#### Provided text ####

Big Sur coast line. Bixby Creek Bridge near the outcropping of rocks which resembles a dinosaur, June, 1965
Looking south showing the McWay Rocks island group, about 16½ miles south of Big Sur.

From there, State Route 1 passes through Carmel before becoming a freeway in Monterey. The freeway portion of Route 1 from Route 68 (west) to Munras Avenue opened in 1960. The segment from Munras Avenue in Monterey to the northern border of Sand City and Seaside opened in 1968, and bypasses the original highway alignment of Munras Avenue and Fremont Street in Monterey, and Fremont Boulevard through Seaside. North of Seaside, the freeway was built over the original SR 1 alignment through Fort Ord in 1973. North of Fort Ord, SR 1 veers to the left of the original alignment and bypasses Marina to the west. This segment including the interchange with Route 156 and the short, 2-lane Castroville Bypass opened in 1976. Originally Route 1 followed the Route 156 alignment to the Route 183 intersection in Castroville, then turned northwest, following the present-day Route 183 through Castroville before rejoining its existing alignment at the northern terminus of the Castroville Bypass.

#### Data excerpts ####

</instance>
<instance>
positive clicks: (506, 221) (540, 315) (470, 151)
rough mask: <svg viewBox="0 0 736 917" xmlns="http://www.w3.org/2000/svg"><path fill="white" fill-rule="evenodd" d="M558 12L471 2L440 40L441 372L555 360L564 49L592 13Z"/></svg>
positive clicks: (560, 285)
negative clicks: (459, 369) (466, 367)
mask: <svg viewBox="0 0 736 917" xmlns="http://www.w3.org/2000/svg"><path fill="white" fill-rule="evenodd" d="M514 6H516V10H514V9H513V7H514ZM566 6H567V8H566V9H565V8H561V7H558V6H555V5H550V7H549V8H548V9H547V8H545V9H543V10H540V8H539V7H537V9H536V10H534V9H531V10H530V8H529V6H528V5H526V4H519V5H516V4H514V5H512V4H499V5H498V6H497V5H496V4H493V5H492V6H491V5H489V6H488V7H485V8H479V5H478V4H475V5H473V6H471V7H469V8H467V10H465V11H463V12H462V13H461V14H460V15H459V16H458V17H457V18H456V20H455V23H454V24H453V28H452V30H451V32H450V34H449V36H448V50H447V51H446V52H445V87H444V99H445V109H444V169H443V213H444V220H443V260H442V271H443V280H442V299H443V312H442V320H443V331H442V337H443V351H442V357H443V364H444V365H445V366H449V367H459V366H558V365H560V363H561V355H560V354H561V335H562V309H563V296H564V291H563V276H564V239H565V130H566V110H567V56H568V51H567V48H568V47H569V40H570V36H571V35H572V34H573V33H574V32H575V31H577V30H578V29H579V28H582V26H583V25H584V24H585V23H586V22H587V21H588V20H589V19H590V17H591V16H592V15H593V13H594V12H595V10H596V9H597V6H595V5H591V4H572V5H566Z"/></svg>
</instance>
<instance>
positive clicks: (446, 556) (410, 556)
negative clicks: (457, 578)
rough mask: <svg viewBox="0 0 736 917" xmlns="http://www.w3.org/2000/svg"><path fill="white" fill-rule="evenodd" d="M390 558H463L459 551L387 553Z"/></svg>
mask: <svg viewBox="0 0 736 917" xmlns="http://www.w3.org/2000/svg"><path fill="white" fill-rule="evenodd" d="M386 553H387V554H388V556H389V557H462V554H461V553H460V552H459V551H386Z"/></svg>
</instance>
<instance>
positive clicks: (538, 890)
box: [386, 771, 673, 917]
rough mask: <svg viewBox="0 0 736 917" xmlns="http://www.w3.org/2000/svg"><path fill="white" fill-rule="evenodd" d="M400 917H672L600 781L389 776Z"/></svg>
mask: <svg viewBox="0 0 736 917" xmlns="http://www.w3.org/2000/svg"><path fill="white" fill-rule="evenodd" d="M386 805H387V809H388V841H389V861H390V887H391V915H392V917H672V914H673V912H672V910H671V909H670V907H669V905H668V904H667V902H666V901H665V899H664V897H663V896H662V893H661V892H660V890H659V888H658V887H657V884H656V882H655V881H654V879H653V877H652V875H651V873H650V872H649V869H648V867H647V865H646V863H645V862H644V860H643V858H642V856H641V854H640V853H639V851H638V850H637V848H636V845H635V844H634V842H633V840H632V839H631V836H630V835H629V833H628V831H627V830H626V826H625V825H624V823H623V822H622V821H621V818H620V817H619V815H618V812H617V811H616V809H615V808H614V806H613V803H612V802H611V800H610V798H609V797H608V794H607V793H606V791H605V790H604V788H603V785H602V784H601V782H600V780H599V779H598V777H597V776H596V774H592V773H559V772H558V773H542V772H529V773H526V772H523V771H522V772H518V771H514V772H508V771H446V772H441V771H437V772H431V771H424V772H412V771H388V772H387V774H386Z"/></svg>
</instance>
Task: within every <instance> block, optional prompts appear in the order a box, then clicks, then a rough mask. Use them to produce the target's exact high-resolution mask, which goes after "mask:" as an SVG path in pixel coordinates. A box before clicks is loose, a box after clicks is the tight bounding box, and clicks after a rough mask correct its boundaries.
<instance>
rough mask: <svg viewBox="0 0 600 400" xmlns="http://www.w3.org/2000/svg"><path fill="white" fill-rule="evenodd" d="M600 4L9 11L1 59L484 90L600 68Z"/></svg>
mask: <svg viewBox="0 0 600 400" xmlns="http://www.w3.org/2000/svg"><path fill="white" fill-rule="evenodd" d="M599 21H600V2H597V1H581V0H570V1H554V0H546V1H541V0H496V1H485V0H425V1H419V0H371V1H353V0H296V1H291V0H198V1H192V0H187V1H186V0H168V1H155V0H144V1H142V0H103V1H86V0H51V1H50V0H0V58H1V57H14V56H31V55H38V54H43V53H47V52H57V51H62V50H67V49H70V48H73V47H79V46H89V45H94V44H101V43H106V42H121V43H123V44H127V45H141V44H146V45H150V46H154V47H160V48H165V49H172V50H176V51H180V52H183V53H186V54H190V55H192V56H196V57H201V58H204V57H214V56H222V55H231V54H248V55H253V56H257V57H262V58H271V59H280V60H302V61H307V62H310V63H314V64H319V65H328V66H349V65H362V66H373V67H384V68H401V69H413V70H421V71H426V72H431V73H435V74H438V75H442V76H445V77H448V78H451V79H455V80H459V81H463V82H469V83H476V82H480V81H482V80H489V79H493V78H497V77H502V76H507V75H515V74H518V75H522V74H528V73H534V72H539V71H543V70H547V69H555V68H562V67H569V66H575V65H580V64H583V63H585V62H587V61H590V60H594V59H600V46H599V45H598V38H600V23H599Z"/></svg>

####

**Task goal:**
Copy the part of the Route 1 text starting at "Big Sur coast" and ending at "of Big Sur.".

**Written solution:**
Big Sur coast line. Bixby Creek Bridge near the outcropping of rocks which resembles a dinosaur, June, 1965
Looking south showing the McWay Rocks island group, about 16½ miles south of Big Sur.